#### [WHAT NEEDS TO BE DONE]
Output all of the lines below exactly, and leave out each image.

#### [TASK INPUT]
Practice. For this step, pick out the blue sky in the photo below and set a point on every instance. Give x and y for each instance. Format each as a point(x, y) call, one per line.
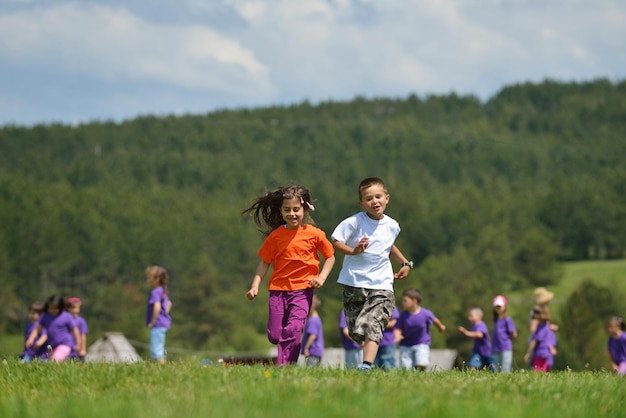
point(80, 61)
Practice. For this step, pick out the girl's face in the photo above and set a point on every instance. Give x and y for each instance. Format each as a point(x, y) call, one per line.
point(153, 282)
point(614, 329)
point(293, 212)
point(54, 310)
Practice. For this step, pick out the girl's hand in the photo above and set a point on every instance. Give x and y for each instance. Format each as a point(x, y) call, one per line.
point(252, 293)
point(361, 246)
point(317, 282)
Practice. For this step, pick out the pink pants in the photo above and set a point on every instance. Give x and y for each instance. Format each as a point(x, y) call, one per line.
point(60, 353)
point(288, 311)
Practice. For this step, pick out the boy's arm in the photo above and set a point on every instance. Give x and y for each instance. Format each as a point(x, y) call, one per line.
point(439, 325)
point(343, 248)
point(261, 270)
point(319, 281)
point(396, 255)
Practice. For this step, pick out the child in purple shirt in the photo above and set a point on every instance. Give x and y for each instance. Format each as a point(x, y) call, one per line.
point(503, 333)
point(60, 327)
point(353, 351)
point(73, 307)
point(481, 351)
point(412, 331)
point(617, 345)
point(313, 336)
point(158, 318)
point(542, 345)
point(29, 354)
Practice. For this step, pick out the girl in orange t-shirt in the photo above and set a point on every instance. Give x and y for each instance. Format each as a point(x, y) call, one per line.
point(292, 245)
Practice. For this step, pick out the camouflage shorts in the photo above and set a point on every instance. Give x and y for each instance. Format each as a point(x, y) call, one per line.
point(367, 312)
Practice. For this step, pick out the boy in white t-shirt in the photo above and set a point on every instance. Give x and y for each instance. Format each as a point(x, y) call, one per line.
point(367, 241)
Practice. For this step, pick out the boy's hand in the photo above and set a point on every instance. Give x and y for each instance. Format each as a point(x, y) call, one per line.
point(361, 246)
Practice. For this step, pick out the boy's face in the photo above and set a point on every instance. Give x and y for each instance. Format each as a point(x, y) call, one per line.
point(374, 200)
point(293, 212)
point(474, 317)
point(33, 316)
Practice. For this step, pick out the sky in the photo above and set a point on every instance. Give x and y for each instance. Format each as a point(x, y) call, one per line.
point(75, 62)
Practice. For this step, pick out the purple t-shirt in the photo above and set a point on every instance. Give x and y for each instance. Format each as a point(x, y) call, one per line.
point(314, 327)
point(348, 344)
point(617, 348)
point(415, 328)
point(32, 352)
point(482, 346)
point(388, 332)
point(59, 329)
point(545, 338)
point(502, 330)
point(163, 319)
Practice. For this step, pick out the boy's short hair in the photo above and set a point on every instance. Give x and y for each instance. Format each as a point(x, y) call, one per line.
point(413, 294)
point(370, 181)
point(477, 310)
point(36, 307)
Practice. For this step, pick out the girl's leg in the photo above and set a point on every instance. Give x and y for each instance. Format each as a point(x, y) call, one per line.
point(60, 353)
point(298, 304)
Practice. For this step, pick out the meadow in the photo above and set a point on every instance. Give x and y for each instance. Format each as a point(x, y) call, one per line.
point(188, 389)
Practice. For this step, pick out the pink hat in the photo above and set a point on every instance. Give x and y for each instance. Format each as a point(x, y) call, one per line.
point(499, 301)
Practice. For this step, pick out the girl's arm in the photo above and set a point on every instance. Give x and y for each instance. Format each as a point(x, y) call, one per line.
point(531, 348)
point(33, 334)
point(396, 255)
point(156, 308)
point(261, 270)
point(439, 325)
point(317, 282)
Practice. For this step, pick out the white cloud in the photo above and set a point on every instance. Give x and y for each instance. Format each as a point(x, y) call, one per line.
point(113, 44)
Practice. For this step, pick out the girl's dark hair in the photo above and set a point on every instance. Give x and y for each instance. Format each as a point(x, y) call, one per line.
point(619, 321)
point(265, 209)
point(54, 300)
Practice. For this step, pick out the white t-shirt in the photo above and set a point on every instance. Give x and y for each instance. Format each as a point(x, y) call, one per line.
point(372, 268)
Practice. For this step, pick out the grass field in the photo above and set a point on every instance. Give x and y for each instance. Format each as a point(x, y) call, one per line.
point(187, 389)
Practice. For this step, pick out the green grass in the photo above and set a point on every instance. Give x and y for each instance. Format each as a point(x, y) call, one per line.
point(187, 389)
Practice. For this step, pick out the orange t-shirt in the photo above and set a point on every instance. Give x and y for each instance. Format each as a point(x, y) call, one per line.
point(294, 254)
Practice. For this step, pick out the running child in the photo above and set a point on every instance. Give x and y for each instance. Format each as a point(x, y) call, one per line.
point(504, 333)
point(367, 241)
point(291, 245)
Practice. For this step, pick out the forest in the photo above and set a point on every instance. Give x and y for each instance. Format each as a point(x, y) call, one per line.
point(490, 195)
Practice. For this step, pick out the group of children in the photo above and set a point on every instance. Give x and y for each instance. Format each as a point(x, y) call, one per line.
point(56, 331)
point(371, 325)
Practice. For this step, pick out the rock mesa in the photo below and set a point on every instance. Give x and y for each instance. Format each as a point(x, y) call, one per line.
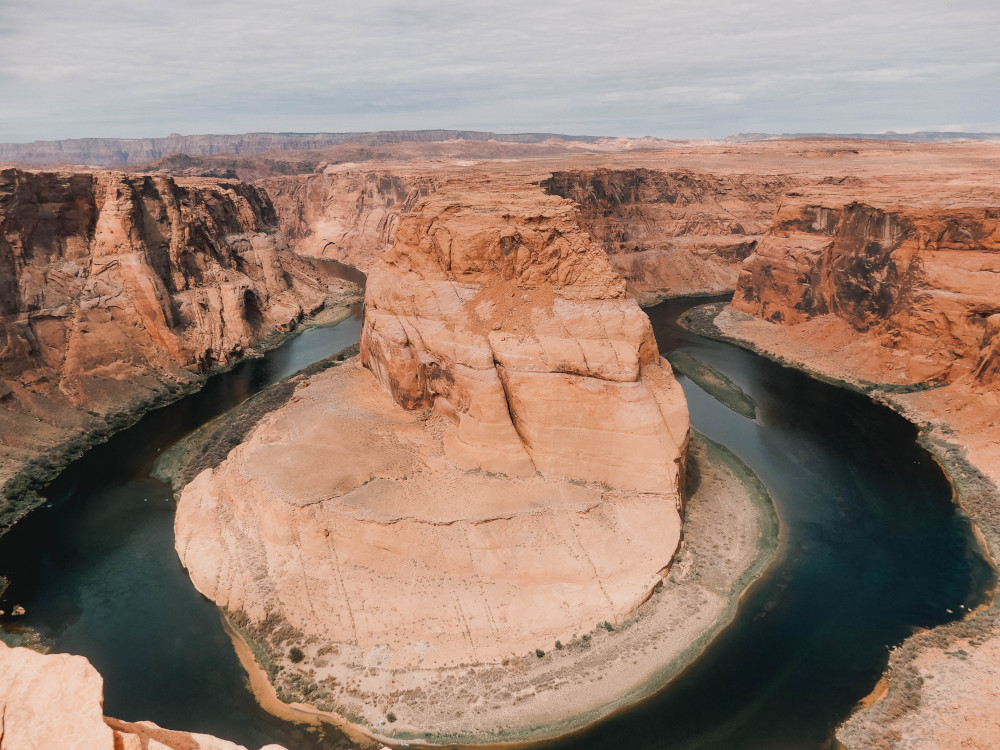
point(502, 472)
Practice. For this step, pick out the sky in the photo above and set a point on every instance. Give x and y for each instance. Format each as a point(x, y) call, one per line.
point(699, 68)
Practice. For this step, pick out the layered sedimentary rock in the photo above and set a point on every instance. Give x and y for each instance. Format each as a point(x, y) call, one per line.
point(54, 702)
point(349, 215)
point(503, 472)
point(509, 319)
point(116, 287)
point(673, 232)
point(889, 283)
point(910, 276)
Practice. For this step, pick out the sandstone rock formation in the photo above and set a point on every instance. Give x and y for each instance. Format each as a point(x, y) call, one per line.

#### [OUTPUT]
Practice. For this step, pick out the blue sky in the photo below and set a point on every instance. Give x and y for each instance. Format each as a point(x, y) call, one per line.
point(80, 61)
Practice. For this step, pick out the girl's face in the photo above and set a point on every instance. Give x and y for each instance. Format each as a point(x, y) call, one per line.
point(153, 282)
point(614, 329)
point(293, 212)
point(54, 310)
Practice. For this step, pick out the girl's hand in the photo above and set a point on every instance. Give x and y for each instance. Format each as a point(x, y) call, one per line.
point(252, 293)
point(361, 246)
point(317, 282)
Practice. For this step, pick out the pink pants in the photo above and set a point on every instance. Give x and y for each instance. Format each as a point(x, y) call, one per line.
point(60, 353)
point(288, 311)
Practice. For this step, pick out the boy's arm in the photo above and set a point on every instance. Give x and y for each instance. Format each as a point(x, y) call, one per line.
point(439, 325)
point(343, 248)
point(261, 270)
point(319, 281)
point(396, 255)
Practice. For this step, pick out the child in purple shirt in the photo above and set a point on every instance. Give x and y for each instance. Format each as a point(x, y) call, one per line.
point(503, 333)
point(60, 327)
point(353, 351)
point(73, 307)
point(481, 351)
point(412, 331)
point(617, 345)
point(313, 336)
point(158, 318)
point(542, 345)
point(29, 354)
Practice. For this step, pick out the girl in orange t-shirt in the photo above and set a point on every instance. Give x and y for each instance. Format each as a point(x, y) call, one per line.
point(292, 245)
Practice. For this step, pick out the camouflage shorts in the photo above and set a point on every instance. Give x and y for each instance. Format each as a point(x, y) call, one per line.
point(367, 312)
Practice. For this step, pick out the boy in white t-shirt in the photo above and set a point on every instance. Give x and y for each instance. Format each as a point(x, y) call, one per line.
point(367, 241)
Practice. For this step, pick out the boy's hand in the photo above and set a point on every instance. Give x and y for each instance. Format each as a point(x, y) call, one per line.
point(361, 246)
Practice. For this step, pick out the boy's face in the photo above and set a point on every instance. Give x and y for each instance. Format each as a point(x, y) call, one per line.
point(374, 200)
point(293, 212)
point(474, 317)
point(33, 316)
Practice. For this step, pick out the sky in the photo above and set a point on every instance. Give x and y for each instance. Format each as a point(x, y) call, one per line.
point(75, 62)
Practice. For this step, pick out the purple t-shirt in the photo above and set a point on every instance. Give x and y for each instance. Format each as a point(x, y) call, one per line.
point(314, 327)
point(348, 344)
point(617, 348)
point(415, 328)
point(32, 352)
point(482, 346)
point(388, 332)
point(59, 329)
point(545, 338)
point(502, 330)
point(163, 319)
Practice. For this step, pick out the boy's short hair in the photo above and set a point on every instance. Give x and y for each instance. Format each as a point(x, y) call, one per line.
point(413, 294)
point(370, 181)
point(477, 310)
point(36, 307)
Practice. For this step, pick out the girl's leg in the photo above and set a point on every instance. Give x and y for each instance. Format each as a point(x, y) call, one per line.
point(60, 353)
point(298, 304)
Practice. For this step, pick out the meadow in the photo above and set a point on every instance. Give x and y for each instance. Format each as a point(x, y) call, one per line.
point(188, 389)
Practice. For this step, pick out the pink hat in the photo above and set a point on every instance. Give x and y for each instance. Format each as a point(x, y) call, one per line.
point(499, 301)
Practice. For this step, pick out the girl's arm in the photo above and set a point on every instance. Give x and y for each instance. Format each as a point(x, y) call, one per line.
point(531, 348)
point(33, 334)
point(396, 255)
point(156, 308)
point(261, 270)
point(439, 325)
point(317, 282)
Practice. For this step, pick out the white cloud in the photo above and set a point on every instance. Give x and y for each instance. Format each as a point(x, y) call, one per line.
point(113, 44)
Practice. For this step, pick out the girl's dark hair in the photo above and set a point on every instance. Give x and y for each instance. Format each as a point(x, y) call, one per line.
point(619, 321)
point(265, 209)
point(54, 300)
Practice. For this step, pick out the white t-shirt in the photo above and set a point on every instance. Give x and y for each instance. Format each as a point(x, y) call, one per line.
point(372, 268)
Practice. For this step, pick out the grass field in the photo above and set a point on every instance. Give x and y for each instance. Format each as a point(x, y) call, one per line.
point(187, 389)
Practice. For this step, pick out the green grass in the photo above and set a point on every instance. Give x and y for each instance. Format each as a point(x, y) call, one per line.
point(187, 389)
Practice. For this step, pick out the orange t-shirt in the photo above and set a point on every instance. Give x and y for each instance. Format each as a point(x, y) call, one per line.
point(294, 254)
Practice. For this step, pick out the running child in the photo above and set a point on every instance. Give x and y for each instance. Format each as a point(x, y) call, one per line.
point(504, 333)
point(367, 241)
point(291, 245)
Practice. For this step, pick out the forest in the photo above and set a point on every instance. Give x and y for each instance. Format each as a point(x, y) call, one per line.
point(490, 195)
Practice. For this step, pick out the group of children in the photo above and set a point on every instance. Give x and y for each instance. Format each as a point(x, y) call, one per line.
point(56, 331)
point(371, 325)
Practice. For this step, pick out the rock mesa in the photo below and set a point on every instance. Give x and y for each instance. Format each as a point(x, y) call, one per line.
point(502, 472)
Practice. For this step, pick out the sky in the photo above and set a point on every instance. Give x and y for each instance. Format each as a point(x, y) call, one per line.
point(699, 68)
Practice. For this step, pick out the layered sedimentary rock in the photo above and set a point on every instance. Give x and y for each instance. Format each as a point(x, y) call, one per line.
point(54, 702)
point(349, 215)
point(503, 472)
point(509, 319)
point(116, 287)
point(673, 232)
point(889, 283)
point(910, 276)
Practice. For this step, pick out the sandstone rock formation in the photo above and set a point on every instance. Give x and y for each instance. Format each as a point(x, y) call, one per line.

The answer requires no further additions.